Given text
>>>

For each old L2 vlan, we deploy a pair of route reflectors. This route reflectors will relay NLRI information between L2 servers and border SONIC L3 switches.

BGP Route reflectors

image alt <>

BGP protocol is de-facto ubiquitous today. It was devised for ISP/IX/WAN but lately it started to be used on large LANs. There are 2 modes of BGP: eBGP and iBGP. eBGP is used between autonomous systems. iBGP is used inside the autonomous systems. We chose to implement iBGP for VLAN (in L2) / VRF (L3) and eBGP for routing between those separated internal networks. We can do that because traffic between internal networks is not large and we are filtering/firewalling it. Predefined-AS number is used for servers and switches included in the network ( for vlan in L2 or for VRF in L3 ). This way the network becomes a fully Autonomous System.

<<<

Listed entries
>>>

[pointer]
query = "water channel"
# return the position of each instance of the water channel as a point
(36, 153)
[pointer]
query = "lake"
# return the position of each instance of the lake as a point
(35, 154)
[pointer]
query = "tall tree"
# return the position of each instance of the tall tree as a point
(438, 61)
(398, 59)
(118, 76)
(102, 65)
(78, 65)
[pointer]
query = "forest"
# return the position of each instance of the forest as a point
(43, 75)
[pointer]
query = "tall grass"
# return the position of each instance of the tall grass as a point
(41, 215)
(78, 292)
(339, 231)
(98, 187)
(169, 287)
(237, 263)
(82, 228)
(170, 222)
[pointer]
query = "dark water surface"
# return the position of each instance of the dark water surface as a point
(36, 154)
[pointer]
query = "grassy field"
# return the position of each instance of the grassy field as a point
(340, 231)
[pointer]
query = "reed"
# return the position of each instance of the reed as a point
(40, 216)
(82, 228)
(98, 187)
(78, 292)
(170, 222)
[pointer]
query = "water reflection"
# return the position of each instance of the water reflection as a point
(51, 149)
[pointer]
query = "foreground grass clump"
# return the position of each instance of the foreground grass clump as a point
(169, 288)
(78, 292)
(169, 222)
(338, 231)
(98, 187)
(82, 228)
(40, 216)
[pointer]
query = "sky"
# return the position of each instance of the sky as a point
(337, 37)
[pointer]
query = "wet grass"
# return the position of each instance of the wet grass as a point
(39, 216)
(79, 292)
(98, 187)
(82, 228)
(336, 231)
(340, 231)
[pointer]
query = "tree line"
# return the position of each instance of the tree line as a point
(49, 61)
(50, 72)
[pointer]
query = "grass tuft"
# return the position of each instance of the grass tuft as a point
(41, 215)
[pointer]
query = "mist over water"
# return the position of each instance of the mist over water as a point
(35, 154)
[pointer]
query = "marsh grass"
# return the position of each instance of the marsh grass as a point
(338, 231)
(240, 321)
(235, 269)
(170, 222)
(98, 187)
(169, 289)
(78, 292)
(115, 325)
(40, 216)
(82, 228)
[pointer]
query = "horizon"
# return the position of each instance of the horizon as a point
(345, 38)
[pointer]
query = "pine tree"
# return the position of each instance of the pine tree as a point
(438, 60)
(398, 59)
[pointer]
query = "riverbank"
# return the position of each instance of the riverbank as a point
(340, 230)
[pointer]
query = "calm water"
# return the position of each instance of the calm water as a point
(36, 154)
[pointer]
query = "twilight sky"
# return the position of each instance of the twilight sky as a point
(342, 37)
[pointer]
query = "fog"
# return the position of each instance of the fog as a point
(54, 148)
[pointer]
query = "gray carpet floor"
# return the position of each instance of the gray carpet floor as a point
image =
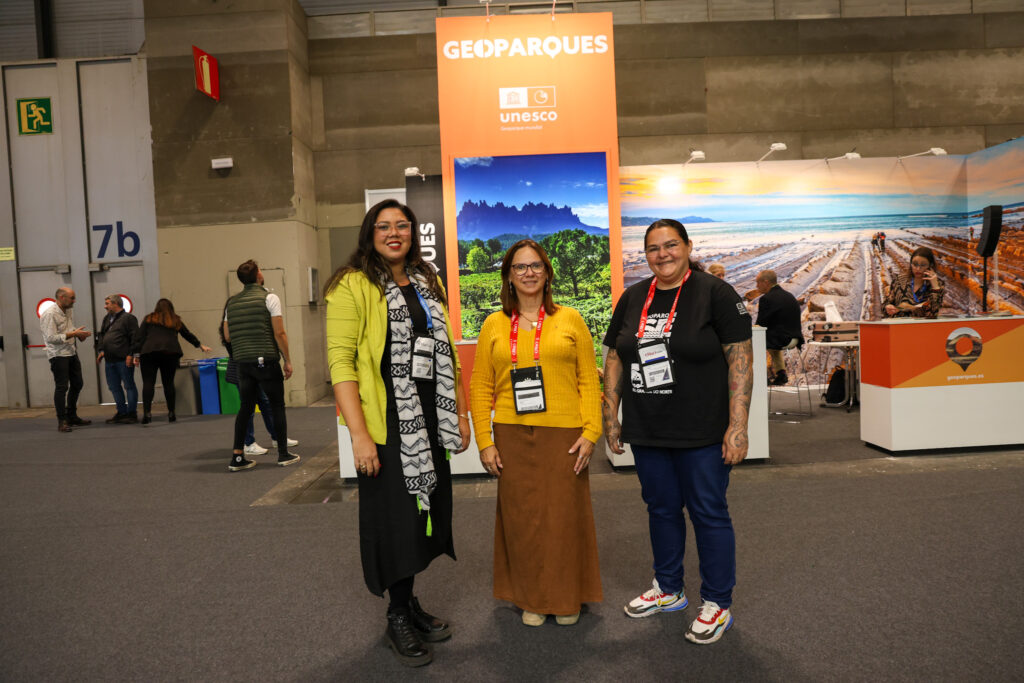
(130, 553)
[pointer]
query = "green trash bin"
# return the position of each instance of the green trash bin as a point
(229, 399)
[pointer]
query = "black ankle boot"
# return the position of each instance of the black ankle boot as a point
(429, 627)
(403, 639)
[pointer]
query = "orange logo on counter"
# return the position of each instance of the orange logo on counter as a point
(964, 346)
(901, 355)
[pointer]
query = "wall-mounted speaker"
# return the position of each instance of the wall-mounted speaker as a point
(990, 229)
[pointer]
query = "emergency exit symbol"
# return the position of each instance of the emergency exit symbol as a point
(35, 116)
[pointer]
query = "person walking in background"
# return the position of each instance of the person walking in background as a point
(680, 363)
(114, 344)
(545, 427)
(778, 312)
(157, 349)
(919, 292)
(231, 377)
(397, 385)
(255, 328)
(60, 337)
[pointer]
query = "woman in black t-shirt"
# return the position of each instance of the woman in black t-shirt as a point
(680, 359)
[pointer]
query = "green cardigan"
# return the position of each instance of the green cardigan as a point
(356, 332)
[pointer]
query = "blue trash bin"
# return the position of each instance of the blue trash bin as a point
(209, 393)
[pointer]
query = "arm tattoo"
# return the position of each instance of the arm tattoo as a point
(612, 388)
(740, 359)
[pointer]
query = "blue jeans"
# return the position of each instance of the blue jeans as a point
(696, 479)
(264, 410)
(118, 374)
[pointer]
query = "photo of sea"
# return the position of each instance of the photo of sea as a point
(840, 231)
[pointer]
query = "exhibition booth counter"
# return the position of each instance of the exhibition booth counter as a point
(942, 383)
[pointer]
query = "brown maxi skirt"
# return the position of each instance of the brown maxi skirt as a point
(545, 544)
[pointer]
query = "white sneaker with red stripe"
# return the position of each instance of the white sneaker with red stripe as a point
(710, 625)
(655, 600)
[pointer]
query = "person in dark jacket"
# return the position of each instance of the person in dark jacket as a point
(778, 312)
(157, 348)
(114, 345)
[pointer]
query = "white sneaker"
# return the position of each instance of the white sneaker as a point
(655, 600)
(710, 625)
(254, 449)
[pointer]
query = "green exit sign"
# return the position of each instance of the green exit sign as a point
(35, 116)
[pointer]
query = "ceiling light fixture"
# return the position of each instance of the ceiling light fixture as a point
(849, 156)
(938, 152)
(775, 146)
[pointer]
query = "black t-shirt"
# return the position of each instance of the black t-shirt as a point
(694, 412)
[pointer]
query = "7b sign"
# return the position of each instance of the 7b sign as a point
(35, 116)
(128, 243)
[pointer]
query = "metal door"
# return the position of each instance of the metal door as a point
(39, 287)
(128, 281)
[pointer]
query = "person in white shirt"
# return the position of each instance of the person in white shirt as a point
(60, 337)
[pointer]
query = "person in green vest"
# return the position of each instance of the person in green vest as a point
(254, 327)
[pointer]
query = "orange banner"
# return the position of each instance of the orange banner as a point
(532, 84)
(942, 352)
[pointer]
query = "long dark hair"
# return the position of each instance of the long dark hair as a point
(680, 230)
(510, 301)
(164, 314)
(367, 260)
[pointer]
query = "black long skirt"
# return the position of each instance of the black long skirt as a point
(393, 540)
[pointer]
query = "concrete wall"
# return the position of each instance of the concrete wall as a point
(264, 208)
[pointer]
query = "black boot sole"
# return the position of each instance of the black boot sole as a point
(407, 660)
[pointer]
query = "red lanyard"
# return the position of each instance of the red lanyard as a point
(672, 313)
(514, 337)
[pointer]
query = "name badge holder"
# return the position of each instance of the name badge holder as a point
(423, 348)
(657, 370)
(527, 383)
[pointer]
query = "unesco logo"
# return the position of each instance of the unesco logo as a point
(531, 103)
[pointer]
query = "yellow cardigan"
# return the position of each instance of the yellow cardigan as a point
(571, 388)
(356, 333)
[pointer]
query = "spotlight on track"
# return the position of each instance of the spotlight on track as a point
(775, 146)
(849, 156)
(938, 152)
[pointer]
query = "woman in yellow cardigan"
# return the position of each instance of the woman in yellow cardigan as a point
(395, 378)
(535, 363)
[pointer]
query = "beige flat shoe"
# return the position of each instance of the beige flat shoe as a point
(567, 620)
(532, 619)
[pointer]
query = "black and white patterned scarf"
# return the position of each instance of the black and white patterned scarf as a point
(417, 459)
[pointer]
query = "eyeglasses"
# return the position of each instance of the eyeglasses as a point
(520, 268)
(401, 226)
(668, 246)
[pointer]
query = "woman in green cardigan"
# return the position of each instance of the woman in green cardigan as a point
(395, 377)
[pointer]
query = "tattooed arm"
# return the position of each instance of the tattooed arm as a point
(609, 401)
(740, 359)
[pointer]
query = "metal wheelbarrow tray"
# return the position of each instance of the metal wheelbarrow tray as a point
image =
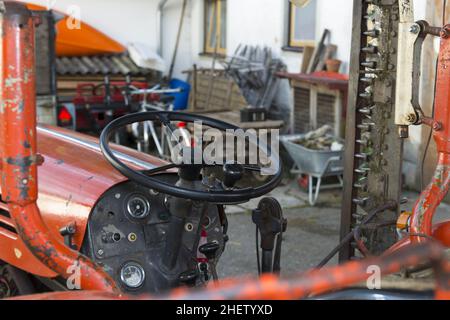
(315, 164)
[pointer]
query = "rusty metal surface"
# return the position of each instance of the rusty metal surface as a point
(373, 149)
(72, 178)
(433, 195)
(310, 284)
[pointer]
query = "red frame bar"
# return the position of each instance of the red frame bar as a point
(421, 225)
(19, 158)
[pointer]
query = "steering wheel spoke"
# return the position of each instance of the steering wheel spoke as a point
(147, 178)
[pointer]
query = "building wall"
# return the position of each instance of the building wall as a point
(253, 22)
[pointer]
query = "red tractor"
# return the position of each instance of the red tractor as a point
(79, 214)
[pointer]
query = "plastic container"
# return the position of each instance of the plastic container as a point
(182, 98)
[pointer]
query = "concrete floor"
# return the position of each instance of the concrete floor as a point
(311, 234)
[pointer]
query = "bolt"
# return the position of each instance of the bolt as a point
(411, 118)
(437, 126)
(445, 32)
(132, 237)
(415, 29)
(189, 227)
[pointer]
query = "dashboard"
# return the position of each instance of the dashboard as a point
(127, 235)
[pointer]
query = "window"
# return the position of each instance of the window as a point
(216, 26)
(302, 25)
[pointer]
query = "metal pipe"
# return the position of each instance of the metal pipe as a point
(422, 219)
(19, 159)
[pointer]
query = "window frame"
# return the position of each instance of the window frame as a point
(207, 48)
(293, 43)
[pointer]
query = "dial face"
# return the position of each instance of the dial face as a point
(132, 275)
(138, 207)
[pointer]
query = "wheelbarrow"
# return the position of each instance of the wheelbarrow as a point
(316, 164)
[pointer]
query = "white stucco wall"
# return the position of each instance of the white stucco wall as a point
(254, 22)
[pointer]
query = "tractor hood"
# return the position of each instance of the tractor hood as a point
(72, 179)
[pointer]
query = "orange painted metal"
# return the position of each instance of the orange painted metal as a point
(82, 39)
(19, 160)
(72, 178)
(310, 284)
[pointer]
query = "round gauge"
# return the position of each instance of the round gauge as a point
(132, 275)
(138, 207)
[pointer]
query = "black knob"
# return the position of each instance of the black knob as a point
(189, 278)
(209, 250)
(233, 172)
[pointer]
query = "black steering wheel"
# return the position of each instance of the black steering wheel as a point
(213, 195)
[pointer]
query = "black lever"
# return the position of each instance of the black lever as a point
(233, 172)
(189, 278)
(210, 251)
(270, 223)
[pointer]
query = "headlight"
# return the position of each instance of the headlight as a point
(132, 275)
(138, 207)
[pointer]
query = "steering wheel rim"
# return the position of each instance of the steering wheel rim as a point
(212, 196)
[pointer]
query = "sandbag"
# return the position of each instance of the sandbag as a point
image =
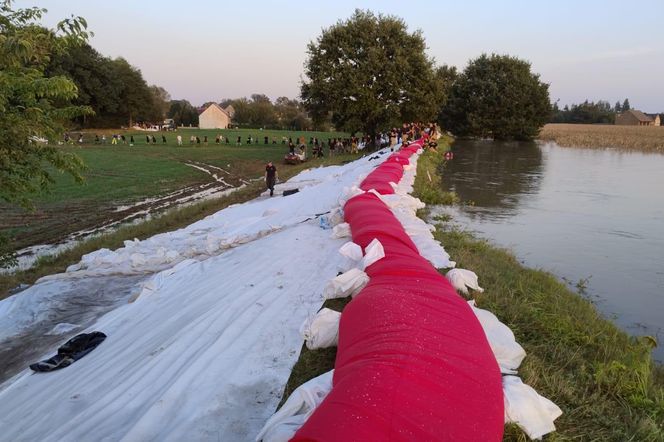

<<<

What to do
Transcribe the passage on BGP route reflectors from "For each old" to "SONIC L3 switches.", keeping every word and punctuation mark unchanged.

Task answer
For each old L2 vlan, we deploy a pair of route reflectors. This route reflectors will relay NLRI information between L2 servers and border SONIC L3 switches.